DIRECTIONS:
Collect every line below that contains the word "panel" and copy each one. Case counts.

----

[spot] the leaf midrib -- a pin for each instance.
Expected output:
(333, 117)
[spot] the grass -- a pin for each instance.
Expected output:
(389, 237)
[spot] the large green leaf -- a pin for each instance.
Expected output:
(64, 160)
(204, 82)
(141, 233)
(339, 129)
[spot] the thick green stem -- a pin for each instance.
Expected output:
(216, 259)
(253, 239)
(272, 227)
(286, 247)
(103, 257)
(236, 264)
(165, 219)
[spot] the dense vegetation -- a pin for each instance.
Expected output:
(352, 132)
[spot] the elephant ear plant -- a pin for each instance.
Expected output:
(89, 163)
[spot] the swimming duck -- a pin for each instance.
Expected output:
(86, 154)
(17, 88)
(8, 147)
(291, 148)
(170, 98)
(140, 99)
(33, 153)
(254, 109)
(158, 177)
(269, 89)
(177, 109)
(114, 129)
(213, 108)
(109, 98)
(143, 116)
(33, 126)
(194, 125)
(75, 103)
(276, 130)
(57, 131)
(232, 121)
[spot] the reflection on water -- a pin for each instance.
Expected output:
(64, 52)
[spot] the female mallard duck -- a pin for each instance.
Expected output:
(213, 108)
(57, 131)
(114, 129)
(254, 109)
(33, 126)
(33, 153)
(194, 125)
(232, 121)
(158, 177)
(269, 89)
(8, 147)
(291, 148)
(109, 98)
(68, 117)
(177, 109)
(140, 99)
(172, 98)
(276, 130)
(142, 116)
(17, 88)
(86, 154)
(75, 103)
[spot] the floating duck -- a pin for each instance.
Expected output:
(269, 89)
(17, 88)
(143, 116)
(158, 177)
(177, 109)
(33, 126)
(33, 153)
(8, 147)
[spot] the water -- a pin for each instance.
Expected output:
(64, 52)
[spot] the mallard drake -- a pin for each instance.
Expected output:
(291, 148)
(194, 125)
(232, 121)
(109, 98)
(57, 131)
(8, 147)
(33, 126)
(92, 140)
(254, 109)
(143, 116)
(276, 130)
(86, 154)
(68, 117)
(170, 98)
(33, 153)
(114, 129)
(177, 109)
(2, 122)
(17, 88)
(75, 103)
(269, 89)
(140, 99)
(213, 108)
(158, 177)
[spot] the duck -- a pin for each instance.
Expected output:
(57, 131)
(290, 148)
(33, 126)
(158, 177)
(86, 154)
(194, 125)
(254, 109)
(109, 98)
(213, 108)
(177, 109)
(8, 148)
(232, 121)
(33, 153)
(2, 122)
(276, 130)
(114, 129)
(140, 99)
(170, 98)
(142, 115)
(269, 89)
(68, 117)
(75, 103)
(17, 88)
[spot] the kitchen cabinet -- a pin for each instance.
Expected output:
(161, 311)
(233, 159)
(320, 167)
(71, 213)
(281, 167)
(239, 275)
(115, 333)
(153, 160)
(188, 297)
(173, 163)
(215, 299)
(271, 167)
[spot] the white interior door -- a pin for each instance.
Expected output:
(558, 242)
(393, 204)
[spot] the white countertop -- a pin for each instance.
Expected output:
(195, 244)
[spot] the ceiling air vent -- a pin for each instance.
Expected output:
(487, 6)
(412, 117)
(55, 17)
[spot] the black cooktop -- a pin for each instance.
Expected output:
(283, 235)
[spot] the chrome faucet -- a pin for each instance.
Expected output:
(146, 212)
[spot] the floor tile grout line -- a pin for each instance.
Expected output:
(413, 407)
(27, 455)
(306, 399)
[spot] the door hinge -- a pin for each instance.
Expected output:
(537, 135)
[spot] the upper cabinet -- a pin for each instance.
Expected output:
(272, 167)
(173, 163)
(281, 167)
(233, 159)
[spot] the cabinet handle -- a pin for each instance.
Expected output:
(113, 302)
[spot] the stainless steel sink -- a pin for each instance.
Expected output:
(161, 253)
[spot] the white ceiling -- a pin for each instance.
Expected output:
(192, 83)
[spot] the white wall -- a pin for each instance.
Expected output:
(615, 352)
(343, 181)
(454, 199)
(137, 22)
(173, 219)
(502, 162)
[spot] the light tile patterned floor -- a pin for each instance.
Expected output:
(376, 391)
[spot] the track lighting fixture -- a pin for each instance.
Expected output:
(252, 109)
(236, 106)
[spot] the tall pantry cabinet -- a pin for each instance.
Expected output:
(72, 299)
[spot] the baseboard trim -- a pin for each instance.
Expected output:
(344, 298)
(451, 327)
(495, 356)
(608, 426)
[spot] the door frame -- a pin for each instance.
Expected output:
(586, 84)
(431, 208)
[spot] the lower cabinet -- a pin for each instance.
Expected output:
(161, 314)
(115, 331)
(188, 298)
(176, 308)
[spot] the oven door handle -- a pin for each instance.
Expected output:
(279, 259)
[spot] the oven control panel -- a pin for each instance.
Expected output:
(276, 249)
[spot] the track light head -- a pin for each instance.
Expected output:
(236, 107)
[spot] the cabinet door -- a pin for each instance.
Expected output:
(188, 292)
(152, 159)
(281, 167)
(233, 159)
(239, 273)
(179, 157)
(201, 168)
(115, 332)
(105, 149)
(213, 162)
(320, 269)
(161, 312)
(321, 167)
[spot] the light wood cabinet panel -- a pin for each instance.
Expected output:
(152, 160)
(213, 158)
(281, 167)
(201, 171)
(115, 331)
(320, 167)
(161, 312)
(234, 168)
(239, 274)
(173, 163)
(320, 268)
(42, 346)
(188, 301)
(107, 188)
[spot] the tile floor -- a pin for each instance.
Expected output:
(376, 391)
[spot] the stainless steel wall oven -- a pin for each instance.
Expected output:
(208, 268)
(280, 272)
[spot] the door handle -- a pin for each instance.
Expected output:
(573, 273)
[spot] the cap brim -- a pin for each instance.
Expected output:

----

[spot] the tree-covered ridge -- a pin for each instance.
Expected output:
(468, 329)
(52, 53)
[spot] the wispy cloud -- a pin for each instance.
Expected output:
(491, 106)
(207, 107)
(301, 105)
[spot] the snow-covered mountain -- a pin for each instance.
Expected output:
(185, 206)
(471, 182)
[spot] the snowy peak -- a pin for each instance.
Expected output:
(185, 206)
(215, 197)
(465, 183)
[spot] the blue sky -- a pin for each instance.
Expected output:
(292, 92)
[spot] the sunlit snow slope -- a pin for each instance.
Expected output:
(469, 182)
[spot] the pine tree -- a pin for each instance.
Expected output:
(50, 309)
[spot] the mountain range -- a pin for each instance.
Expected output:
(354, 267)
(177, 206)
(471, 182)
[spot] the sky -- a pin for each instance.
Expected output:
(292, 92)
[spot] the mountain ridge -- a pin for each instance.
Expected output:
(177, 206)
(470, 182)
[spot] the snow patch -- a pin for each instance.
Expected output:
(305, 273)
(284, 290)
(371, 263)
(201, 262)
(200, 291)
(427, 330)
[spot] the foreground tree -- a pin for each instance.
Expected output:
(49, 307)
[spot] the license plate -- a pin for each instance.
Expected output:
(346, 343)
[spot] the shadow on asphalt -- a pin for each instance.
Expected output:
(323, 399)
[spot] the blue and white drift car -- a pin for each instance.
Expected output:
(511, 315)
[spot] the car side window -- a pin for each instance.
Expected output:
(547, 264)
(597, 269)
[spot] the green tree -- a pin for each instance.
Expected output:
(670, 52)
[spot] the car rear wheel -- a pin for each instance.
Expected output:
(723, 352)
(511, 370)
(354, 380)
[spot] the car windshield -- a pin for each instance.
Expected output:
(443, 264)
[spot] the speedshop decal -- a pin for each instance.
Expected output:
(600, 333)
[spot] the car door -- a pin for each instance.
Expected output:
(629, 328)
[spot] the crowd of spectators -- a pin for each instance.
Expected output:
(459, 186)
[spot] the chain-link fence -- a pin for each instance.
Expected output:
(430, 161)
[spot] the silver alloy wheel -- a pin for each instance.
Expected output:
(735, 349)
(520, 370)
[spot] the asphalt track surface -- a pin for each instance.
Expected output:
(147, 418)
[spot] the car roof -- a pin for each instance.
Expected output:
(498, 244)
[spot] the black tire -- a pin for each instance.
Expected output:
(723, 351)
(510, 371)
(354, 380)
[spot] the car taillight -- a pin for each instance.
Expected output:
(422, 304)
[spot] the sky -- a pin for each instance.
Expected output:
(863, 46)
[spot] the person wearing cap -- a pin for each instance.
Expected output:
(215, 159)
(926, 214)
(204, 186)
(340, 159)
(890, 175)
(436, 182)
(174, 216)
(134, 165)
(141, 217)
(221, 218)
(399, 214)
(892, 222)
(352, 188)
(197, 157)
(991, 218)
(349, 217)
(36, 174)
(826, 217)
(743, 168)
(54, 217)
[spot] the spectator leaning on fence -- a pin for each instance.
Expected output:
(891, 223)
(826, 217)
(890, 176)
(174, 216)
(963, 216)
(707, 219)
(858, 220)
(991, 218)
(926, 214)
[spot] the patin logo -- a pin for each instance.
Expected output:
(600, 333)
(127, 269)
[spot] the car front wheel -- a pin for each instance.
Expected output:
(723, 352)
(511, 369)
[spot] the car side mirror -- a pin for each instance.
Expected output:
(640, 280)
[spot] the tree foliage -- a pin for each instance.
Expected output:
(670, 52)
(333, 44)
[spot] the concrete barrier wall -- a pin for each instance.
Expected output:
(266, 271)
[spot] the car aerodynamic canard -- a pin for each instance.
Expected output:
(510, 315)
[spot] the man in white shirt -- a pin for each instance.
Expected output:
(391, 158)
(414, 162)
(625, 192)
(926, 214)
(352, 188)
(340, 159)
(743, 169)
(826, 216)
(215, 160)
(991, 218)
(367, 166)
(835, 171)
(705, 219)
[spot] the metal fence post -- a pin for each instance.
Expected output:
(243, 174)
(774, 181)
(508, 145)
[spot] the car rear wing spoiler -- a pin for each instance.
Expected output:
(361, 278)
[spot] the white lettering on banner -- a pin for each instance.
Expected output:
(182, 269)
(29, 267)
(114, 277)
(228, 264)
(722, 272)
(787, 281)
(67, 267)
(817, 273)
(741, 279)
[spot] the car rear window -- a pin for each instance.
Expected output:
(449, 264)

----

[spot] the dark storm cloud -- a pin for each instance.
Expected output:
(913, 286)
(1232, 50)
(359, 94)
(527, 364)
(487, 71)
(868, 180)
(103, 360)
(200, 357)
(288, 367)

----

COMPLETED EXERCISE:
[spot] the oven control panel -- a pin for each instance.
[spot] the light wood cabinet panel -- a pin for each instance.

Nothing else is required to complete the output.